> Document section
______________________________
29 October 20196 minute read

The slow death of agency deference? "Potent in its place, but cabined in its scope"

Supreme Court Review

In the 35 years since Justice John Paul Stevens penned the Chevron U.S.A. Inc. v. Natural Resources Defense Council Inc.1 decision, agency deference has been a bedrock principle of administrative law.  This term, the US Supreme Court began to closely cabin whether and when deference is due to agency decisions.  The cases of Kisor v. Wilkie 2 (retroactivity of disability benefits from the Department of Veteran Affairs), Azar v. Allina Health Services3 (retroactivity of Medicare payment reductions), and Department of Commerce v. New York 4 (citizenship question on the US Census forms) signal new scrutiny for agency decision making.

Under Chevron, an agency's interpretation, enacted through formal rulemaking, is entitled to "controlling weight" unless "arbitrary, capricious, or manifestly contrary to the statute."5  The Court in Chevron noted that it was "entirely appropriate for this political branch of the Government to make such policy choices – resolving the competing interests that Congress itself either inadvertently did not resolve, or intentionally left to be resolved by the agency charged with the administration of the statute in light of everyday realities."6  The Court had also long held (perhaps not too remarkably) that agencies are entitled to deference when their reasoning is persuasive (referred to as Skidmore7 or Mead8 deference).  In Auer v. Robbins,9 the Court went a step further and found that an agency's interpretation of its own regulations is controlling so long as it seemed to be the "fair and considered" judgment of the agency and was not "plainly erroneous or inconsistent with the regulation." 10

These principles of agency deference presuppose that administrative agencies (1) have greater subject-matter knowledge than courts; (2) are better equipped to make policy choices than judges; and (3) have been delegated by Congress the authority to enact regulations and adjudicate disputes.  A growing chorus of agency skeptics – who include the newest members of the Court, Justices Brett Kavanaugh and Neil Gorsuch – have questioned the assumptions about whether and when agencies really know best.

Deference skeptics thus highly anticipated the decisions of this term, and they waited in particular for the Kisor decision, which directly presented the question of whether Auer should be overturned. It was widely believed that this would be the first step to dismantling the "headless 'fourth branch'"11 of government, as some agency skeptics have called it.

The deeply divided Court showed just how fraught the Court's view of the administrative state has become, but it fell short of starting the administrative-law revolution that some predicted (or hoped for).  The majority opinion in Kisor, authored by Justice Elena Kagan, essentially affords agencies deference where deference is due, but says that it is up to the judiciary to decide whether the agency's decision was reasonable, fair, and based on clear rules.

The majority maintains Auer in name, but in practice, the decision may yet "neuter"12 the doctrine.  The dissent, in contrast, stakes out its opposition to judicial deference to (informal) agency decision making.  Instead of imagining a reasonable, orderly, expert agency, like that envisioned by Justice Stevens in Chevron, the four dissenting justices (Gorsuch, Kavanaugh, Clarence Thomas, and Samuel Alito) issue an indictment of the "administrative state."13  Harkening back to Justice Louis Brandeis and even Marbury v. Madison,14 the dissenters believe it is the judges' job to interpret the law, including an agency's own regulations.  Chief Justice John Roberts wrote his own opinion, which suggests that the majority and dissent are basically saying the same thing: judges, not agencies, are charged with interpreting the law.
______________________________
[Collected data entries]

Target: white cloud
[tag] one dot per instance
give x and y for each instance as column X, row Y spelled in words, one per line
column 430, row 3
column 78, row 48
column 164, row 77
______________________________
> Required action
Name the four justices the Supreme Court review identifies as dissenting in Kisor. Draw only on the Supreme Court review.

> Answer
Neil Gorsuch, Brett Kavanaugh, Clarence Thomas, and Samuel Alito